--- Text under study ---

OMG!! It is such a relief to hear the voices of experience. Things that I would never have thought of on my own make such perfect sense. I am actually in tears!
I am definitely going to try feeding her exactly the same morning and night. Since I think she absolutely needs the W/D and loves the Chicken and Rice, I will try mixing them both for morning and night meals. I hope she approves and eats it ☺

As far as the possibility of being in an overdose situation, that REALLY seems to make sense also. But I have to admit I am terrified of the high numbers, even though I know the lower is more dangerous.
I think we will lower it to 3 & 3 and keep an eye on her BG every 2 or 3 hours for a day or two, and if any of the numbers drop below 100 lower it to 2+2. PLEASE PLEASE FEEL FREE TO COMMENT IF YOU THINK THIS IS WRONG.

On 5/21 Macy saw another Vet at the same Vetís office, and he increased her a.m. dosage to 6 units, since he thought her numbers were high. We did this for 5 days. We were very uncomfortable with this and changed her back to 5 & 4.

At the time (Early May), we had just started testing twice a day, before meals and insulin with a Reli-On Confirm. We had the Vet test her with their Glucometer (Assure Pro-BG 294 and our Reli-On BG 316) so the difference did not seem significant.

(WRONG!!!! We started a comparison routine 6/2 Reli-on vs. Alpha Trak . Over 40 tests. The differences ranged from the Alpha being + 9 to +144). So much for trying to save money.

As far as the exercise, (Playing ball). I never tested after her playtime, I did think it would affect the numbers so only tested her before. I thought it would raise her BG because of the excitement. I will test both before and after soon just to see how it affects her. But as much as she loves (more like is obsessed with) her ball playing routine, she is not interested when her numbers are off.

AGAIN, THANK YOU ALL SO MUCH FOR YOUR HELP AND SUPPORT. I have been a total wreck, not knowing where to turn. With the Veterinarians seeming to be floundering as much as I am, and even the Emergency Rooms Glucometer, being wrong. I didnít know who or what to trust. I have actually been having nightmares. I am going to contact the closest Veterinary College and ask if they can recommend someone that specializes in internal medicine.

--- Supplied records ---

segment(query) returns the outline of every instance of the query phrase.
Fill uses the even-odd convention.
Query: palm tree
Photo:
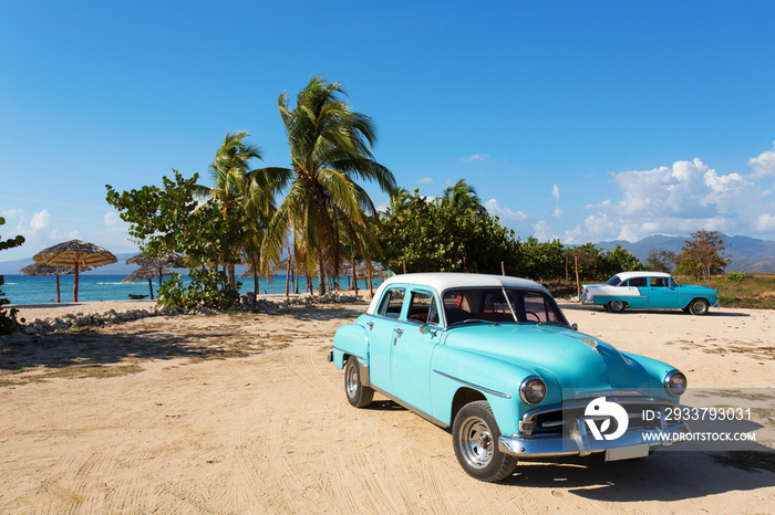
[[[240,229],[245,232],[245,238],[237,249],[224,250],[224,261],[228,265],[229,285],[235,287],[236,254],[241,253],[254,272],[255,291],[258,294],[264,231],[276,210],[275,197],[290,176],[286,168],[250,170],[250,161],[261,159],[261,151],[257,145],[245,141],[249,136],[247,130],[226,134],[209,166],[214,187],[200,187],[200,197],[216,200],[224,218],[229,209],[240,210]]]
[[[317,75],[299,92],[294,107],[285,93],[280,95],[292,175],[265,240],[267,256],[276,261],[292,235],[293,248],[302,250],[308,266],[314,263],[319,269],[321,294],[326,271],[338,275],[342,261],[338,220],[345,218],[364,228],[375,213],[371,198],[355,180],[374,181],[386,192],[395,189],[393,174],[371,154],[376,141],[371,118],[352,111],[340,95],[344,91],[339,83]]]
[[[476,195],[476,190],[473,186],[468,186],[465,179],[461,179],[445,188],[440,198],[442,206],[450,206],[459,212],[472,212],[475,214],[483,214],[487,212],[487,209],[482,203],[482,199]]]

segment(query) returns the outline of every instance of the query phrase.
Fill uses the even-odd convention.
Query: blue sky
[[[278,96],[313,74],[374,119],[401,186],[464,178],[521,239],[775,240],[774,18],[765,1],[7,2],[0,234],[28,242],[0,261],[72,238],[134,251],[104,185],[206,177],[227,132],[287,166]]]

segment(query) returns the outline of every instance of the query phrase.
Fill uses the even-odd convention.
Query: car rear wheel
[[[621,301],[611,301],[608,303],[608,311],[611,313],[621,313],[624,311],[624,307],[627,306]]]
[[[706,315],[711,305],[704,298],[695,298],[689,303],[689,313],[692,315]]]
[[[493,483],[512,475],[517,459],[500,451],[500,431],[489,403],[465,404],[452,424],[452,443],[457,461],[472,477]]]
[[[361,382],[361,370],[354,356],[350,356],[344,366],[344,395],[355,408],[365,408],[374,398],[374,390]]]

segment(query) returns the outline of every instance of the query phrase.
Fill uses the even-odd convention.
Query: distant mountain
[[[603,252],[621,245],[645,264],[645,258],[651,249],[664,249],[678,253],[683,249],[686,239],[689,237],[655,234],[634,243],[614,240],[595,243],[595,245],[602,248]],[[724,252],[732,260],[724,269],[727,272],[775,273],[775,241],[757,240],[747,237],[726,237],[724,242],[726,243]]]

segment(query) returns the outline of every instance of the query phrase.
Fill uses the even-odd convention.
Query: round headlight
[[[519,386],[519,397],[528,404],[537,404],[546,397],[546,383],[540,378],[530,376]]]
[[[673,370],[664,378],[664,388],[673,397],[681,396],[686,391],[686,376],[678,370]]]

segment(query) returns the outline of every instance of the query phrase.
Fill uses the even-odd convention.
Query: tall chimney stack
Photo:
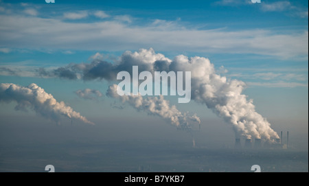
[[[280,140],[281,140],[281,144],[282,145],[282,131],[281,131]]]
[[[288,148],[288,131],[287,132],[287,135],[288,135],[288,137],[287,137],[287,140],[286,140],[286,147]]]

---
--- Supplied records ---

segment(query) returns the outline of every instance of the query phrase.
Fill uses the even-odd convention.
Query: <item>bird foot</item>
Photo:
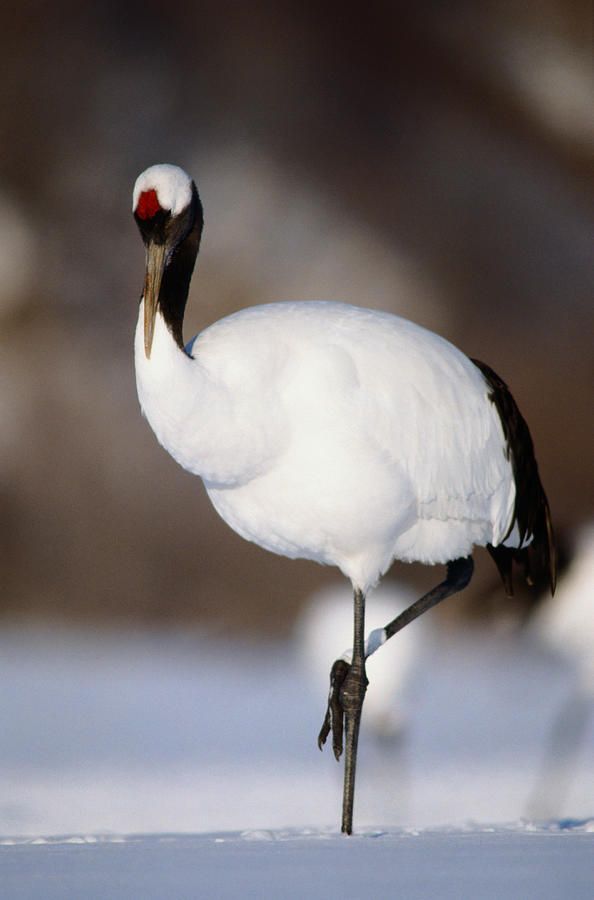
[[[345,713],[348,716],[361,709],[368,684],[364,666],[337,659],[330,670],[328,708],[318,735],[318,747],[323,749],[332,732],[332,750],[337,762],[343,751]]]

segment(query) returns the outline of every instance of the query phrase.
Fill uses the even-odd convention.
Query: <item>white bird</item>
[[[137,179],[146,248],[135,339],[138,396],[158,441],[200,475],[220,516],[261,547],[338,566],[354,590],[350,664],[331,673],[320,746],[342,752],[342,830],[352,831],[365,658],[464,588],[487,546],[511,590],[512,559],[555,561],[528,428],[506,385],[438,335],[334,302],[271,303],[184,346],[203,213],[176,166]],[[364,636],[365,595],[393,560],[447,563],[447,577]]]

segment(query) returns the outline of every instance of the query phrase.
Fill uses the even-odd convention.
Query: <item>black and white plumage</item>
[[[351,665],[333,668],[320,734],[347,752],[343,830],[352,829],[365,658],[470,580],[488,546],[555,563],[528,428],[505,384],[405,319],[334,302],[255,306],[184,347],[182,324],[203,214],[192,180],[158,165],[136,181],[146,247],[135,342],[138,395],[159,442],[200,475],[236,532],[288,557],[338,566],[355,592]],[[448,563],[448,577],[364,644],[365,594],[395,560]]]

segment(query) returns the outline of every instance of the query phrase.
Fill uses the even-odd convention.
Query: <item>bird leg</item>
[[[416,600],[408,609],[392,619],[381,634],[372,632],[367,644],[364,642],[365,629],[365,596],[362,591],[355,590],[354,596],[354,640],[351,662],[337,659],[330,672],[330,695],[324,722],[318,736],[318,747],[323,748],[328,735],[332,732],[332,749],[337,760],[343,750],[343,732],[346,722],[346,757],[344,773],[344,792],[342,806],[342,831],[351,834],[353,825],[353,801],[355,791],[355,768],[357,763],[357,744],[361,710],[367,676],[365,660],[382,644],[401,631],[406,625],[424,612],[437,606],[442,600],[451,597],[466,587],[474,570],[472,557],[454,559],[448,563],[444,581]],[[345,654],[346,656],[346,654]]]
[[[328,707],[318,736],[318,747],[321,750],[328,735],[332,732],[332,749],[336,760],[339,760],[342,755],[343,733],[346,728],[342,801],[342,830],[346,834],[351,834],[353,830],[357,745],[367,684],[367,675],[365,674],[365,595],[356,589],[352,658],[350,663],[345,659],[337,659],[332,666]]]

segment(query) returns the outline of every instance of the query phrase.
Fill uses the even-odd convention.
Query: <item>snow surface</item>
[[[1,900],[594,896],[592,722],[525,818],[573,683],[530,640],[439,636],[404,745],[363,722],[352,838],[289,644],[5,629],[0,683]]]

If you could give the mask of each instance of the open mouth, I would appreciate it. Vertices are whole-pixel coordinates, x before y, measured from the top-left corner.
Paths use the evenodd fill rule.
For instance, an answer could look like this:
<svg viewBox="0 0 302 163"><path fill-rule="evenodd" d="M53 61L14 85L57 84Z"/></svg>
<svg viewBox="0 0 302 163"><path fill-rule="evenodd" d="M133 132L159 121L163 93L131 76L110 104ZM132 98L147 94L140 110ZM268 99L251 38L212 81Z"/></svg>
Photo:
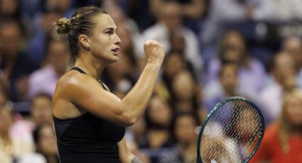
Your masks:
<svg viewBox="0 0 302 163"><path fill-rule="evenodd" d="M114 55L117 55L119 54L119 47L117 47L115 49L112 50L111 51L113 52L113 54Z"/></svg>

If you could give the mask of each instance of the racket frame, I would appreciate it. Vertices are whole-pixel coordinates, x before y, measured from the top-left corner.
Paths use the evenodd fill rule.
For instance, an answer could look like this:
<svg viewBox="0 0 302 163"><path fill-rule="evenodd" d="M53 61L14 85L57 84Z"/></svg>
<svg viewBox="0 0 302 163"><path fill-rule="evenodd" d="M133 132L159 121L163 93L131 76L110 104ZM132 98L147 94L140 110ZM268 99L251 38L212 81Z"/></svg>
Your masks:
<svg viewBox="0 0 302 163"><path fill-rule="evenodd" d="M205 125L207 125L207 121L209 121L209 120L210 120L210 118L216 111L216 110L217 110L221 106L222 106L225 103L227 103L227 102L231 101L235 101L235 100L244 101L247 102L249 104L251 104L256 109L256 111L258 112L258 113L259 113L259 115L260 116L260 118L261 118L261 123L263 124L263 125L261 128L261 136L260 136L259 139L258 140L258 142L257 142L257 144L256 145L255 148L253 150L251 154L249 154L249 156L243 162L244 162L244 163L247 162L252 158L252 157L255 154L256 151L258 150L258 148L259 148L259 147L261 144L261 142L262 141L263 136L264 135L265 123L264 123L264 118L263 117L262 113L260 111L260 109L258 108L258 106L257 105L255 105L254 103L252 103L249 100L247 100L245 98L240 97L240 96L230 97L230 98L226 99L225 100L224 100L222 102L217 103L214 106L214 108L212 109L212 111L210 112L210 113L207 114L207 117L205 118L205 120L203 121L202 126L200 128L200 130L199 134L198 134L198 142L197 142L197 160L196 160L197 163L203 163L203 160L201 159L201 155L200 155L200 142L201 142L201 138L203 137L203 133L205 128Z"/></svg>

---
--- Supplied records ---

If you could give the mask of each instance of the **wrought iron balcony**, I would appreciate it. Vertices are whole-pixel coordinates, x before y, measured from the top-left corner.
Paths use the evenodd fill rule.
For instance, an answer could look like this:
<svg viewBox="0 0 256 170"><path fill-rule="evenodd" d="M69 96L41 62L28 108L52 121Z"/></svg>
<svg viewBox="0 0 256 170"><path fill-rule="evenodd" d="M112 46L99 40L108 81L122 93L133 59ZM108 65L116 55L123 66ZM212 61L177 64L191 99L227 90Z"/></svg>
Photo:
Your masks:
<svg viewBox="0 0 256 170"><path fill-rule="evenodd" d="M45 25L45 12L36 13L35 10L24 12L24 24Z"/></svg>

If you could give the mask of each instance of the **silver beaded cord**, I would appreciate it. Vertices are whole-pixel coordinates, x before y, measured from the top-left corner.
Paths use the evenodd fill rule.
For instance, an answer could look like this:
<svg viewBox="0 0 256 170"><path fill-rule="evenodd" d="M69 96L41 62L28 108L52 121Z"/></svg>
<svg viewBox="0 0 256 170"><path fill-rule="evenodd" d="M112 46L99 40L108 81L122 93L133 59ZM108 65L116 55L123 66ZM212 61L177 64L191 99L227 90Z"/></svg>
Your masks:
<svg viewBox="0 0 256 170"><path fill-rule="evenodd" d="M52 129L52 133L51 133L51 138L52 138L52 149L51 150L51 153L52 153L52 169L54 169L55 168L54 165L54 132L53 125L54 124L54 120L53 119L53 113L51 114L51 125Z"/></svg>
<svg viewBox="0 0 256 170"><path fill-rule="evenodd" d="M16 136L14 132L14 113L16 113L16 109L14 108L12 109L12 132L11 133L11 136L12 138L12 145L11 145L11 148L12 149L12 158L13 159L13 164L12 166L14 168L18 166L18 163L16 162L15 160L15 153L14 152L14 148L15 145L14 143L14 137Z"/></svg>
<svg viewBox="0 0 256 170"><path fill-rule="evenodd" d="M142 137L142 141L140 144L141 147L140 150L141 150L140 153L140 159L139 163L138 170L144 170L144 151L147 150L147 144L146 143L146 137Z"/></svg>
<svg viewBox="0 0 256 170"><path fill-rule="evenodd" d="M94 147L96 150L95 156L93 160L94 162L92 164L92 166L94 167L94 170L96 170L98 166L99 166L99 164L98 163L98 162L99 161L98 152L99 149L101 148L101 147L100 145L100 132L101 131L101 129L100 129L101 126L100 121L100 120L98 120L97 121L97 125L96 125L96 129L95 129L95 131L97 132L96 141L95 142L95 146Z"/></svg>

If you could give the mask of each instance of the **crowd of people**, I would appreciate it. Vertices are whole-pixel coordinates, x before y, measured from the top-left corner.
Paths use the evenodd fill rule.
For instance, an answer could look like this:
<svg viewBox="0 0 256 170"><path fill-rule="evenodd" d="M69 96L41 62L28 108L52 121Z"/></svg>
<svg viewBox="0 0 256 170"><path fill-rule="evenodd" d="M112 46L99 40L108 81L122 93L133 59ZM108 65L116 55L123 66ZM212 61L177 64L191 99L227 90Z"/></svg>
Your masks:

---

-- Goal of the exercise --
In the post about Macy's diabetes care, to what dosage did the other vet raise her morning insulin on 5/21? The rows have no role here and can be disregarded.

-- Solution to this exercise --
6 units